» SUPPLIED DATA:
--- BEGIN ---
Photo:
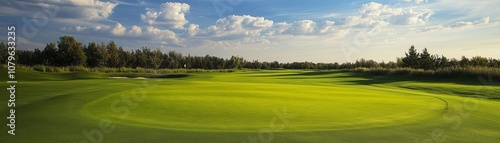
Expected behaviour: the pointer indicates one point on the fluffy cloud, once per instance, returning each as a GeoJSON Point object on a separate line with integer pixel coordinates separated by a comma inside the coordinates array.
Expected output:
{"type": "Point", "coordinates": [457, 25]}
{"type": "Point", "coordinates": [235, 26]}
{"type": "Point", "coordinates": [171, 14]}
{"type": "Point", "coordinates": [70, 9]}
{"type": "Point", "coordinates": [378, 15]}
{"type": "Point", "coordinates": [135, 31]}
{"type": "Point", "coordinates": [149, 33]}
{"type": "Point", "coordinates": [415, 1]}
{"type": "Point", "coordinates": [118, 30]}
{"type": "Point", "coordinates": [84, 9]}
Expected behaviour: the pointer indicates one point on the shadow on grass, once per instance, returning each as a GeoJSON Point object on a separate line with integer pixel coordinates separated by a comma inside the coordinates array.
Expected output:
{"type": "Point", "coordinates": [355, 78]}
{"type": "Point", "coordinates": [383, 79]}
--- END ---
--- BEGIN ---
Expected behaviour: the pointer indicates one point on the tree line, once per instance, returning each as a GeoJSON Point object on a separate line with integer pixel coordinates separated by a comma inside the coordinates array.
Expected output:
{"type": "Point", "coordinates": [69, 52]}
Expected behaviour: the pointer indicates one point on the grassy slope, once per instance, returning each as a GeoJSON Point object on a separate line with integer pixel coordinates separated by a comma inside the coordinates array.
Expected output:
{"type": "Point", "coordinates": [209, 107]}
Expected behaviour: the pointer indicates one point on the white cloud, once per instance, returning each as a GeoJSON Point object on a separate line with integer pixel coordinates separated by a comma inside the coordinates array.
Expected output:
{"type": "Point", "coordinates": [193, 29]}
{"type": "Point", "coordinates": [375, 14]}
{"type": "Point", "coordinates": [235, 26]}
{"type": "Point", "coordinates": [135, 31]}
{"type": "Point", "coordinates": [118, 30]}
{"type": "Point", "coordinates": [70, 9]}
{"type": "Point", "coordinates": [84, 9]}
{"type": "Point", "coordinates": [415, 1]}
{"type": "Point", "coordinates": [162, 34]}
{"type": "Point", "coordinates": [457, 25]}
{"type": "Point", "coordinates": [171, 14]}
--- END ---
--- BEGIN ---
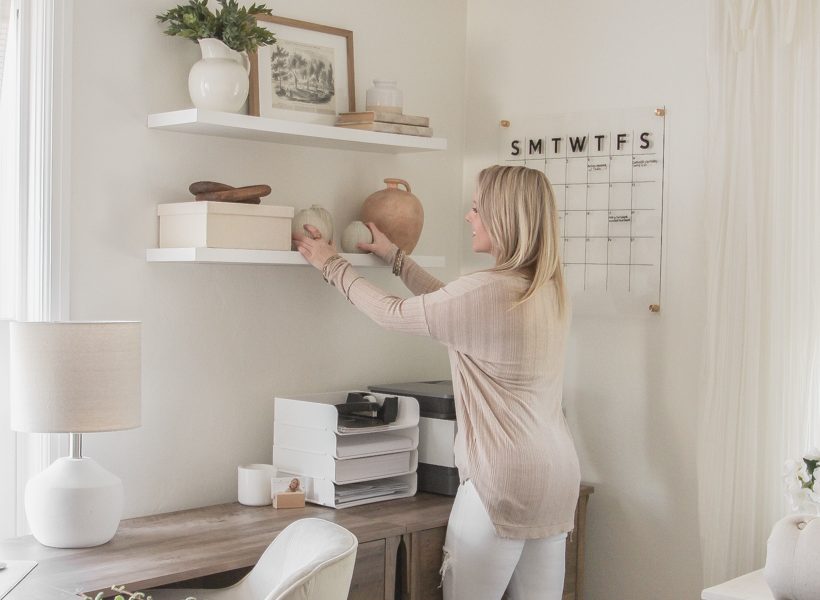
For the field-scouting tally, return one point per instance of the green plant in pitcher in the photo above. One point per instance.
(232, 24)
--- END ---
» OBJECTIVE:
Please pick out each line of the items above that contains the string "integer" and copy those lines in full. Treat the match as case-sensitive.

» ANSWER TO THE EXERCISE:
Expected behaviour: the pointer indicates one point on the fluffy cloud, once per instance, returning each as a GeoJSON Point object on a separate line with integer pixel coordinates separated by a comma inside the coordinates array.
Expected behaviour: the pointer indicates one point on the shadow on grass, once per instance, returning each as a GeoJSON Point object on a separate line with integer pixel coordinates separated by a comma inside the coordinates array.
Expected behaviour: the pointer indicates one point on the tree line, once per instance, returning each as a GeoJSON Point object on a separate line with integer pixel coordinates separated by a comma inside the coordinates array.
Expected behaviour: the pointer indicates one point on the grassy slope, once per instance, returning each as a GeoJSON Point object on a separate line with integer pixel coordinates separated by a comma inside the coordinates array.
Expected behaviour: the pointer indicates one point on the white cloud, once per instance, returning each as a GeoJSON Point object on a separate line with integer pixel coordinates separated by a comma inside the coordinates array.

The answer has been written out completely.